>> Start

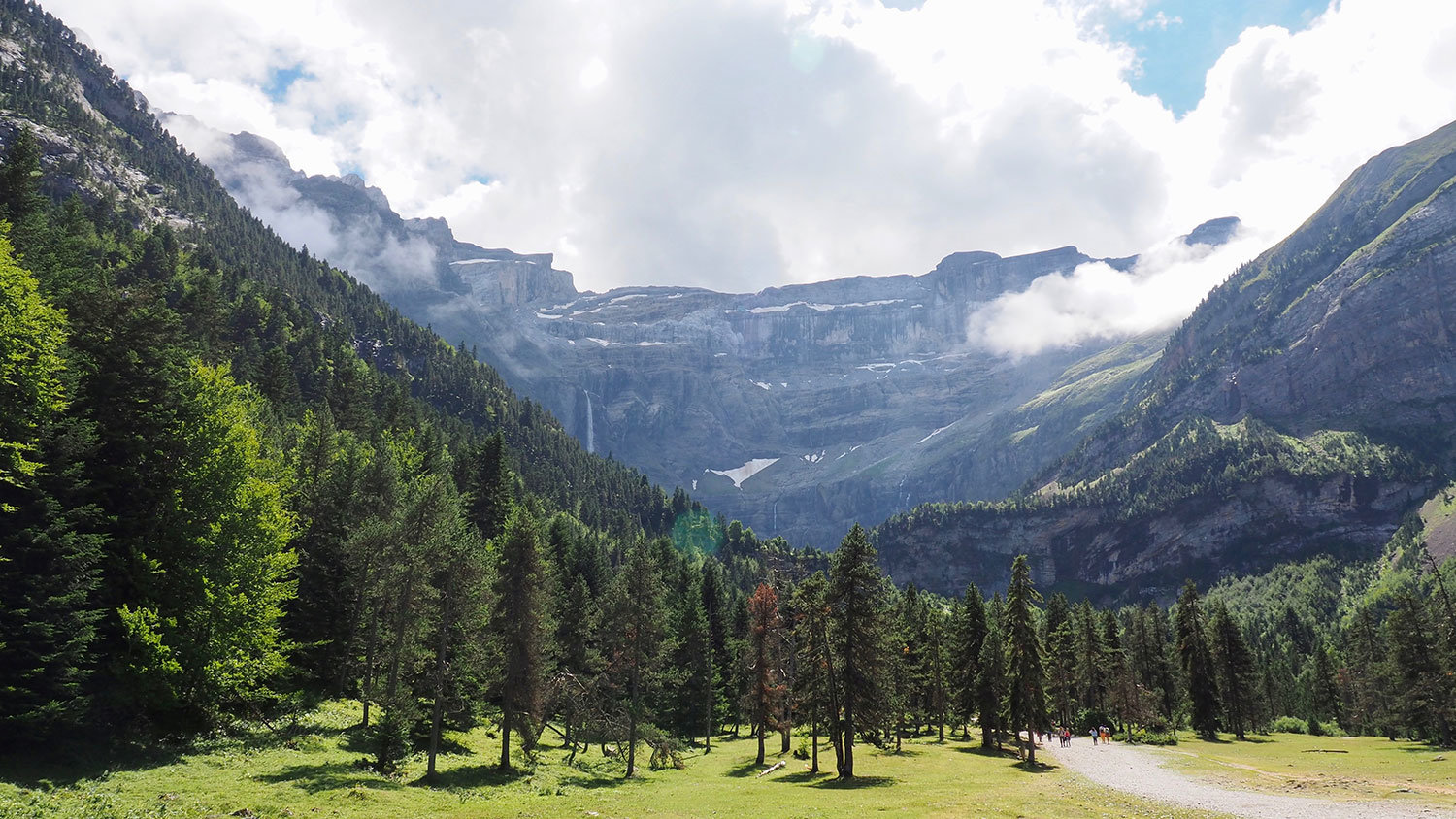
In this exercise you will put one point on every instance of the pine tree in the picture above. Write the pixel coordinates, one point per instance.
(1062, 659)
(970, 635)
(1197, 662)
(1025, 671)
(631, 630)
(521, 626)
(765, 659)
(1237, 670)
(489, 486)
(814, 684)
(1325, 690)
(858, 623)
(990, 681)
(1092, 659)
(1426, 699)
(460, 571)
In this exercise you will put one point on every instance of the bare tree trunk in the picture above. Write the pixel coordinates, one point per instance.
(814, 745)
(401, 621)
(437, 710)
(708, 713)
(367, 693)
(506, 729)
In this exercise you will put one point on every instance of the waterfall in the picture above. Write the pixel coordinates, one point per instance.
(591, 428)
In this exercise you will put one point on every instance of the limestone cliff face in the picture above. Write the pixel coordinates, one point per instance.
(1347, 325)
(1094, 550)
(798, 410)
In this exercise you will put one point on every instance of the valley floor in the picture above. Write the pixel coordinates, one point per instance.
(1336, 778)
(312, 771)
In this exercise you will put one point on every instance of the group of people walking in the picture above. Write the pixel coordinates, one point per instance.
(1100, 735)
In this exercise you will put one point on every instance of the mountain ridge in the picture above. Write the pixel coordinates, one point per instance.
(861, 395)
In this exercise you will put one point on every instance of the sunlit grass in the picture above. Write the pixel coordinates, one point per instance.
(1357, 767)
(314, 771)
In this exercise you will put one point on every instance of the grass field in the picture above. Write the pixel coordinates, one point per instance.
(314, 772)
(1357, 767)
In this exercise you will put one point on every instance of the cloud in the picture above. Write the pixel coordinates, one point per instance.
(354, 238)
(748, 143)
(1097, 302)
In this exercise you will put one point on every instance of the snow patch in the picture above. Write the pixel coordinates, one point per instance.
(492, 262)
(821, 308)
(937, 432)
(743, 473)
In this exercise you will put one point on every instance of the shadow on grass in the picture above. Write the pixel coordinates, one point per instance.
(326, 775)
(992, 752)
(856, 783)
(66, 766)
(748, 769)
(803, 777)
(474, 775)
(593, 783)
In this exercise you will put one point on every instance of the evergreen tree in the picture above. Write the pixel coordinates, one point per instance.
(631, 630)
(814, 684)
(521, 624)
(1427, 697)
(970, 635)
(1325, 690)
(858, 626)
(990, 681)
(1197, 662)
(1025, 671)
(1062, 659)
(765, 659)
(489, 486)
(460, 571)
(1237, 670)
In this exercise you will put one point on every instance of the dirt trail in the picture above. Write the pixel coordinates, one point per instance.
(1141, 772)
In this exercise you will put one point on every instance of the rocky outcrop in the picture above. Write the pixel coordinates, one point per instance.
(1092, 550)
(798, 410)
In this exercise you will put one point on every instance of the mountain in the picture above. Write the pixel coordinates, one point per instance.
(99, 142)
(1305, 408)
(800, 410)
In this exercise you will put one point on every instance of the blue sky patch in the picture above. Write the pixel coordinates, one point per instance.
(1179, 40)
(281, 79)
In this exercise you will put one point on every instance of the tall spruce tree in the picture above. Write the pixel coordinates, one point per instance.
(1025, 670)
(520, 621)
(990, 681)
(858, 621)
(1237, 671)
(765, 659)
(1197, 662)
(632, 635)
(970, 635)
(814, 684)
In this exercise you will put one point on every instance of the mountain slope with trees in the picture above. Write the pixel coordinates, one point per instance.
(1307, 407)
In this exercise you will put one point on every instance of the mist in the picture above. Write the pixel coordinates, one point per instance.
(1095, 302)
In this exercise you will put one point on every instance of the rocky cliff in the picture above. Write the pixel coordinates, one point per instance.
(1347, 326)
(798, 410)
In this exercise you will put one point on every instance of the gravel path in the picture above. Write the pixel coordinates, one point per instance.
(1141, 772)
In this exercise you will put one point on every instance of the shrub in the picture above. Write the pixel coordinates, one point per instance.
(1289, 725)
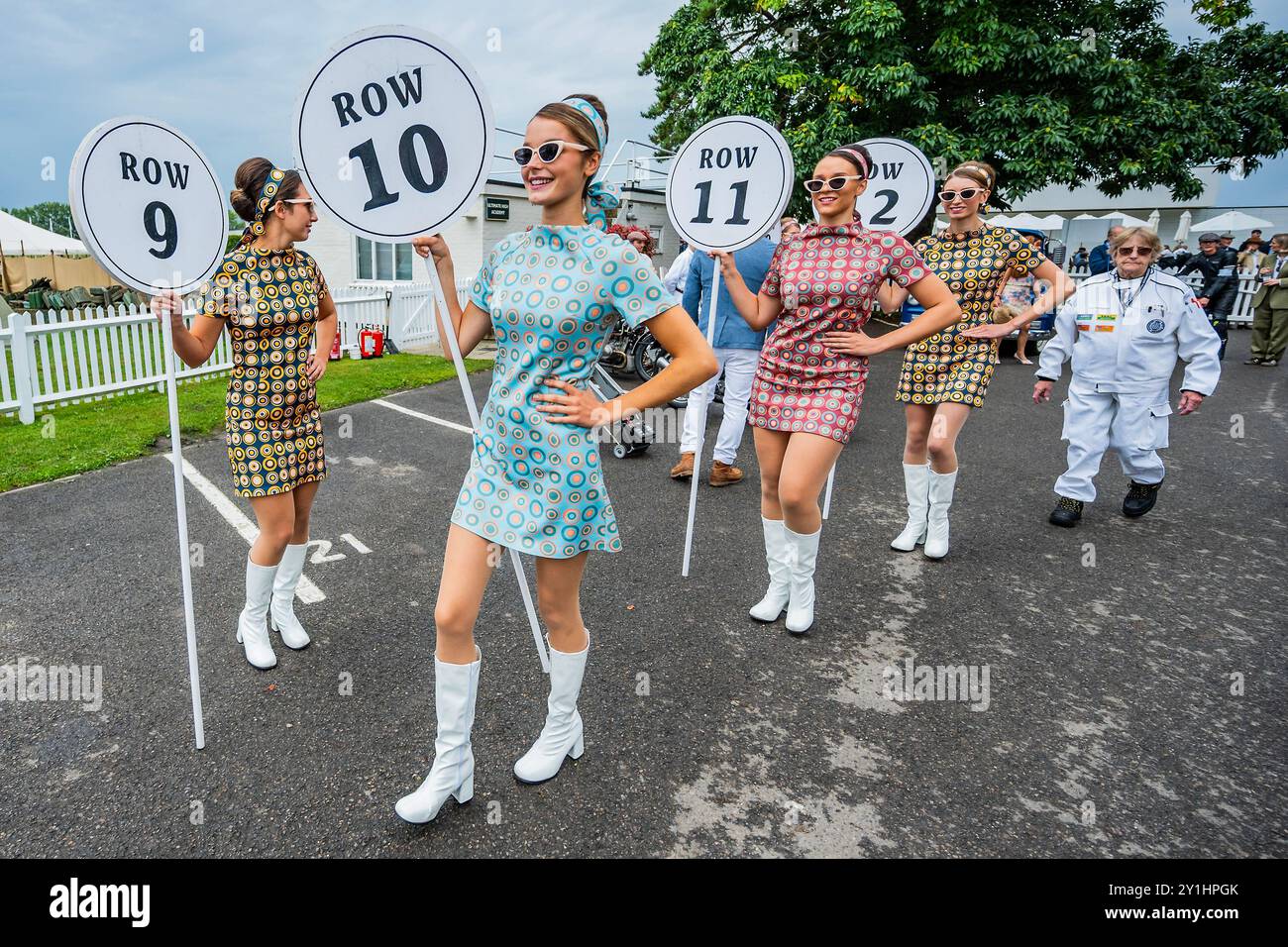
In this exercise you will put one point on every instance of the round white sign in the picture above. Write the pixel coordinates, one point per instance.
(729, 183)
(394, 133)
(901, 185)
(149, 205)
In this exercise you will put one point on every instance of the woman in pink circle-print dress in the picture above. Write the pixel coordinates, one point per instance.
(820, 287)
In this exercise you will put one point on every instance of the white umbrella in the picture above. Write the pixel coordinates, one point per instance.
(1125, 219)
(1233, 221)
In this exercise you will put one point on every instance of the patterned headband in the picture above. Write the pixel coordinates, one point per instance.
(267, 196)
(600, 197)
(862, 161)
(595, 119)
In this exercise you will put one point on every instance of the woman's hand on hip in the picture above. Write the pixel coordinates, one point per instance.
(851, 344)
(571, 405)
(317, 364)
(990, 330)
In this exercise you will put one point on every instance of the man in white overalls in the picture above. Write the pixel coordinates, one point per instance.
(1125, 330)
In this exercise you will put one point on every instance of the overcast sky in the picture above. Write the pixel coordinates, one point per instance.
(73, 63)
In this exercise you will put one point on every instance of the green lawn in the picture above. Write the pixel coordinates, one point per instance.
(85, 437)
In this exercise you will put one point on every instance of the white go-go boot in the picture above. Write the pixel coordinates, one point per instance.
(562, 736)
(452, 772)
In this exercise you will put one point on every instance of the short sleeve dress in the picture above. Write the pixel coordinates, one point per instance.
(554, 295)
(945, 368)
(271, 423)
(827, 278)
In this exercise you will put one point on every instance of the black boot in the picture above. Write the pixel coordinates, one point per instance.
(1067, 512)
(1140, 499)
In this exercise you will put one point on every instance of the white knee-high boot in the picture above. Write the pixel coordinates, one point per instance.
(562, 736)
(777, 557)
(936, 522)
(282, 613)
(452, 772)
(252, 629)
(800, 609)
(915, 484)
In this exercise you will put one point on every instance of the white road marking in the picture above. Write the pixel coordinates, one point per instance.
(348, 538)
(307, 590)
(454, 425)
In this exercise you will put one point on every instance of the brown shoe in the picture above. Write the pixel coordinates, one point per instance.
(722, 474)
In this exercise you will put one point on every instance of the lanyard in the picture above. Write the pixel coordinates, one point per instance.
(1126, 304)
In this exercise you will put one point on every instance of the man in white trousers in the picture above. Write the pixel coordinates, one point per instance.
(1125, 330)
(737, 348)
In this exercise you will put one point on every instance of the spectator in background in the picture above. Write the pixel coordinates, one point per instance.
(1102, 261)
(679, 272)
(1218, 265)
(1270, 305)
(1254, 243)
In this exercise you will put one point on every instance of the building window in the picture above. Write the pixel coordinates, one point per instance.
(384, 262)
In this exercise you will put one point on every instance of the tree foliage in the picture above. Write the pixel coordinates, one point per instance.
(1061, 91)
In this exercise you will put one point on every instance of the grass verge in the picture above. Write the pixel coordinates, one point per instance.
(86, 437)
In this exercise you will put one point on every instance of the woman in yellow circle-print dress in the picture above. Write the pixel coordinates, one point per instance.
(947, 375)
(281, 322)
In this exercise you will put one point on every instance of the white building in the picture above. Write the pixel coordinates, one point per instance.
(500, 210)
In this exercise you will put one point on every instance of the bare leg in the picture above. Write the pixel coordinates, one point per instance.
(771, 447)
(949, 419)
(468, 564)
(558, 599)
(303, 496)
(917, 419)
(275, 518)
(804, 472)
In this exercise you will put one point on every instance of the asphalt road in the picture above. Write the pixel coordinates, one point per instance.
(1133, 706)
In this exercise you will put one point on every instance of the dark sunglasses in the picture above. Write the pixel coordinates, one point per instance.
(965, 193)
(815, 184)
(545, 153)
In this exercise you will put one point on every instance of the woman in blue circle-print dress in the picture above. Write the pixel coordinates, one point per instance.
(552, 295)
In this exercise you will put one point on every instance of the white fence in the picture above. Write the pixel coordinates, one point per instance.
(52, 359)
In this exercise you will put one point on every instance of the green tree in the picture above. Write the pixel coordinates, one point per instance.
(51, 215)
(1060, 91)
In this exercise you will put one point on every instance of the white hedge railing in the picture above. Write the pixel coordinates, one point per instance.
(52, 359)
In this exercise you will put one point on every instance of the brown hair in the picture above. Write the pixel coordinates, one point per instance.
(979, 171)
(1146, 236)
(846, 153)
(249, 182)
(581, 128)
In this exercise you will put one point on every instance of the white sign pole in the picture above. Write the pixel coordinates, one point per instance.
(729, 184)
(406, 119)
(151, 210)
(468, 393)
(180, 505)
(698, 402)
(901, 189)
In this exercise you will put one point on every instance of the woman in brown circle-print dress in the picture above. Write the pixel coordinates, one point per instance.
(947, 375)
(820, 289)
(281, 322)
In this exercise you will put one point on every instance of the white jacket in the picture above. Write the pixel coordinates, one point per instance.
(1133, 351)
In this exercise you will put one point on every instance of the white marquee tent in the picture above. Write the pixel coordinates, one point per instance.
(18, 237)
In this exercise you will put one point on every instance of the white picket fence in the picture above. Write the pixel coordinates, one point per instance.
(54, 359)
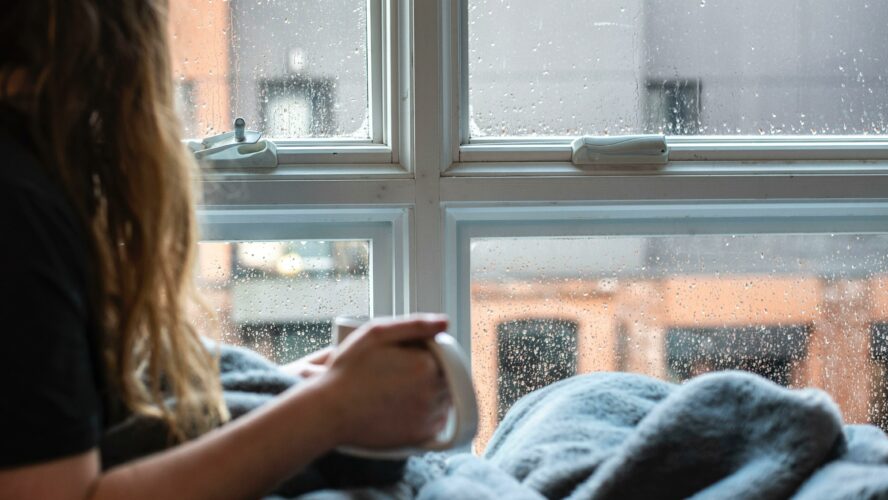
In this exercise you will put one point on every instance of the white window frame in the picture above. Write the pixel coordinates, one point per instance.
(436, 183)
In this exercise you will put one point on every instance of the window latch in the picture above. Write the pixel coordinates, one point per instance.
(240, 149)
(621, 150)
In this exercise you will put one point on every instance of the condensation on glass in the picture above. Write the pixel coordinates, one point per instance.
(279, 297)
(683, 67)
(293, 69)
(800, 310)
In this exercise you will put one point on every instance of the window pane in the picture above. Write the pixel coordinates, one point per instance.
(682, 67)
(279, 297)
(801, 310)
(292, 69)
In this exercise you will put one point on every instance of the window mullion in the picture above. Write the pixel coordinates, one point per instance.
(427, 128)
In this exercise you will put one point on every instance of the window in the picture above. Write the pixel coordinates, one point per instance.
(279, 297)
(437, 136)
(316, 77)
(796, 308)
(580, 68)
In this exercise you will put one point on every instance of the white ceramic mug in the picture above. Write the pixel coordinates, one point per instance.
(462, 421)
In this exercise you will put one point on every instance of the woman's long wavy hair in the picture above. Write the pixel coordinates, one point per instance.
(99, 92)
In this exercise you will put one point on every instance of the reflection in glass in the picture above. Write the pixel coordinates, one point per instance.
(279, 297)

>> End

● **Exercise details**: Render the entries from the line containing "of the tall" through the line containing "(1233, 221)", both included, as a Markdown table with columns "Row" and "Line," numbering each line and leaving out blank lines and pictures.

● **Reply to the task**:
| Row | Line |
|---|---|
| 1 | In this exercise you will put one point on every instance of the tall spruce tree in the picture above. Write the pixel coordinates, one point per instance. |
| 2 | (1025, 670) |
| 3 | (520, 621) |
| 4 | (990, 681) |
| 5 | (858, 621) |
| 6 | (1237, 671) |
| 7 | (765, 659) |
| 8 | (1197, 662) |
| 9 | (632, 635) |
| 10 | (970, 635) |
| 11 | (814, 684) |
| 12 | In this exercise you will put one point on every instance of the mountain slope with trees in the picture above. Write the pixel coordinates, one point per instance. |
| 13 | (1307, 407) |
| 14 | In this exercise you will put one point on every instance of the mist in the picture above. Write the pixel coordinates, one point per instance. |
| 15 | (1095, 302) |
| 16 | In this exercise you will put one point on every instance of the rocky cliff in the picture above. Write the pixel coordinates, one point per instance. |
| 17 | (1347, 326) |
| 18 | (798, 410) |
| 19 | In this exercise you will put one point on every instance of the gravel path in the picture above. Write the pixel coordinates, one point per instance. |
| 20 | (1141, 772) |
| 21 | In this exercise you will put one point on every instance of the shrub in the picture above. Write the pixel coordinates, one point per instance. |
| 22 | (1289, 725) |
| 23 | In this exercise you will put one point on every instance of the round white sign in the picture above. Write the pixel coordinates, one point per instance. |
| 24 | (729, 183) |
| 25 | (394, 133) |
| 26 | (901, 185) |
| 27 | (149, 205) |
| 28 | In this exercise you will put one point on every instance of the woman in pink circle-print dress in the picture above. Write the pixel coordinates, one point per instance. |
| 29 | (820, 287) |
| 30 | In this exercise you will put one point on every instance of the white umbrella in the picture above. Write the pixel coordinates, one point per instance. |
| 31 | (1125, 219) |
| 32 | (1233, 221) |